● **Direction 1**
Count the lines in the rows that contain the string "wheel". Case matters. Reply with the number only.

● **Given passage**
Another pandas approach, which will cast STOCKS to numeric type:
df_split = (df['NAME'].str.extractall('^(?P<NAME>.+)\s{2}(?P<STOCKS>[\d\s]+)')
.reset_index(level=1, drop=True))
df_split['STOCKS'] = pd.to_numeric(df_split.STOCKS.str.replace('\D', ''))
Assign these columns back into your original DataFrame:
df[['NAME', 'STOCKS']] = df_split[['NAME', 'STOCKS']]
COMPANY_NAME STOCKS PERCENT
0 APPLE COMPANY A 57638232 0.12322
1 BANANA 1 COMPANY B 12946201 0.02768
2 ORANGE COMPANY C 8354229 0.01786
You can use look behind and look ahead operators.
''.join(re.findall(r'(?<=\s{2})(.*)(?=stocks)',string)).replace(' ','')
This catches all characters between two spaces and the word stocks and replace all the spaces with null.
Another Solution using Split
df["NAME"].apply(lambda x:x[x.find(' ')+2:x.find('stocks')-1].replace(' ',''))
Reference:-
Look_behind
You can try
df['STOCKS'] = df['NAME'].str.split(',')[2].replace(' ', '')
df['NAME'] = df['NAME'].str.split(',')[0]
This can be done without using regex by using split.
df['STOCKS'] = df['NAME'].apply(lambda x: ''.join(x.split(' ')[1].split(' ')[:-1]))
df['NAME'] = df['NAME'].str.replace(r'\s?\d+(?:\s\d+).*', '')

● **Exercise input**
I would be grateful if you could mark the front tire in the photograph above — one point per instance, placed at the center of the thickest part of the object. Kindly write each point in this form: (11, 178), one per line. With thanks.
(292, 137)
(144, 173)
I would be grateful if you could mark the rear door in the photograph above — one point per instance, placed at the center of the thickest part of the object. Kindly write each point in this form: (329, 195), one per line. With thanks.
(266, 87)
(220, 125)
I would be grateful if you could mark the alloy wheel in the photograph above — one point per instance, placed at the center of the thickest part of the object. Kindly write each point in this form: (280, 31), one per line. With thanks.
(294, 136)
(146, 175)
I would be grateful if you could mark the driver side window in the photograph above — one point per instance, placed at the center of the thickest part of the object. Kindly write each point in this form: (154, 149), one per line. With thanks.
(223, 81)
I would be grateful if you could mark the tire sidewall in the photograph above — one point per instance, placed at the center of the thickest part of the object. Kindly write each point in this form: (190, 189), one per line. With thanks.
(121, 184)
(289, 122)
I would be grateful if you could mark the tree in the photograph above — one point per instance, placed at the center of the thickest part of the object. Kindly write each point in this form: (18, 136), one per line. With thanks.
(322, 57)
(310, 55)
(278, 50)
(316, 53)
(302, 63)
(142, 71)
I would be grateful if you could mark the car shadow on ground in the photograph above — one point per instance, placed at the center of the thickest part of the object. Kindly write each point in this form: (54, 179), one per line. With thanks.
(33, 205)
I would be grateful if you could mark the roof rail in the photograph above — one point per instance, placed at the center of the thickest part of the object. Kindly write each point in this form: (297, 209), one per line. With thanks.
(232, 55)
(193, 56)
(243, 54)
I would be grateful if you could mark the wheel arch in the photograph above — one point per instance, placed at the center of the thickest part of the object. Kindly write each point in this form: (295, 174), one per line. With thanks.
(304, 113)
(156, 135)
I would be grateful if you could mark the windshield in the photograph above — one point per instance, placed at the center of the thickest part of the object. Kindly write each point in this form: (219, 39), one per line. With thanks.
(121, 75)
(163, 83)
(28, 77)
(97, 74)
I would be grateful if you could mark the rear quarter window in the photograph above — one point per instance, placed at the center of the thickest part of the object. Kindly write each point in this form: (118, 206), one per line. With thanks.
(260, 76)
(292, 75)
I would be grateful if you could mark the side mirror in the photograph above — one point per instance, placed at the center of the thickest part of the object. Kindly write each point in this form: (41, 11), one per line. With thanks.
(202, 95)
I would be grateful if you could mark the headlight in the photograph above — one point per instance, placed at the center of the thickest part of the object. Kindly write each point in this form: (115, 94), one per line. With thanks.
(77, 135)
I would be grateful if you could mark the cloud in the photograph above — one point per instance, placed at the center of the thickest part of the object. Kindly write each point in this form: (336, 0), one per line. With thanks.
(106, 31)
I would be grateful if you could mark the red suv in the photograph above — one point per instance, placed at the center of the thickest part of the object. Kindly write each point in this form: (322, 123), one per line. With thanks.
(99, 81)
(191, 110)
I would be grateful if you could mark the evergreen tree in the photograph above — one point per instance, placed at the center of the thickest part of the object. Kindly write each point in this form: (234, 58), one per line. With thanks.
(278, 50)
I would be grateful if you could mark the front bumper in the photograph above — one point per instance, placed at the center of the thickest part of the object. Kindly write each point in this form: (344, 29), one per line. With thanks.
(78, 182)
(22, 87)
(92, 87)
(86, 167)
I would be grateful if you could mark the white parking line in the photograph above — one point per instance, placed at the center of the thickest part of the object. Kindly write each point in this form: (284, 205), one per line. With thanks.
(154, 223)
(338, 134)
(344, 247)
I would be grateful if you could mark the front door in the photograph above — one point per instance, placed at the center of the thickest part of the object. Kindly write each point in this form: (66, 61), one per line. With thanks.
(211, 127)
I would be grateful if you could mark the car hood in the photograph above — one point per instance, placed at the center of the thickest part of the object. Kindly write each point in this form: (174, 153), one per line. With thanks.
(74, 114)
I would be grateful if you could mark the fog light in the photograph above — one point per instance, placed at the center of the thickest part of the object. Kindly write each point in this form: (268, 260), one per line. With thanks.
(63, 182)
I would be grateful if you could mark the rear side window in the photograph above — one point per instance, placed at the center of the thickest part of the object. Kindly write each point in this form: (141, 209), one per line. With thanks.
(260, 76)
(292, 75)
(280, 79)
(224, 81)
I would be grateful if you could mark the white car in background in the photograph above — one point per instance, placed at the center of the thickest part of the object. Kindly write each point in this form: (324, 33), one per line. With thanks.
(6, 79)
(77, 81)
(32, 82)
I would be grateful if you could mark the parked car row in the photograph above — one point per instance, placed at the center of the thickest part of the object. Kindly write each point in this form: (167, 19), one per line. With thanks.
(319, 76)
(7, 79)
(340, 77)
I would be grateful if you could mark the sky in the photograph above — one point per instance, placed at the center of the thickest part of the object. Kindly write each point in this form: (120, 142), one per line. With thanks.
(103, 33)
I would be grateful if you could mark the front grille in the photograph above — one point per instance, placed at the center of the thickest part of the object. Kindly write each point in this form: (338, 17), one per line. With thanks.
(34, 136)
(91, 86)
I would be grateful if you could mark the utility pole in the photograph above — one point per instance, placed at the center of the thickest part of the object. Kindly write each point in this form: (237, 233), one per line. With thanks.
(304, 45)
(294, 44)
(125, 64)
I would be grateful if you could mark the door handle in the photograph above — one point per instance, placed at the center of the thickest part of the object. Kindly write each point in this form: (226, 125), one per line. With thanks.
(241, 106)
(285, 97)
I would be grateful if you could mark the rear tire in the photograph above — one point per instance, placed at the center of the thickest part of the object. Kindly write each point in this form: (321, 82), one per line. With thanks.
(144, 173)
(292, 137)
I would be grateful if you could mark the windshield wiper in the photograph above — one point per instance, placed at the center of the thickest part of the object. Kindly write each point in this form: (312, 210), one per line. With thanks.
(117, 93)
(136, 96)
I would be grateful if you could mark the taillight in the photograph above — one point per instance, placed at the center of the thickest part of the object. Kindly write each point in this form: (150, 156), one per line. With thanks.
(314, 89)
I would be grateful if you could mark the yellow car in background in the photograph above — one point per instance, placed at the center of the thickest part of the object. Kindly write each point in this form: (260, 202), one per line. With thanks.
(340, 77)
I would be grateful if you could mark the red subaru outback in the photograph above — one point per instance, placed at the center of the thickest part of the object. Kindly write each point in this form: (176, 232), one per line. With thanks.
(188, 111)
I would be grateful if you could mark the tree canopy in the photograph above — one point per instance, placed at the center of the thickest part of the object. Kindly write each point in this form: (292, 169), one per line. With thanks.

● **Direction 2**
Shorten the paragraph in the pandas text that begins "This catches all characters", keeping its main facts.

● **Task solution 1**
2

● **Task solution 2**
It captures everything between two spaces and the word stocks, then deletes all spaces.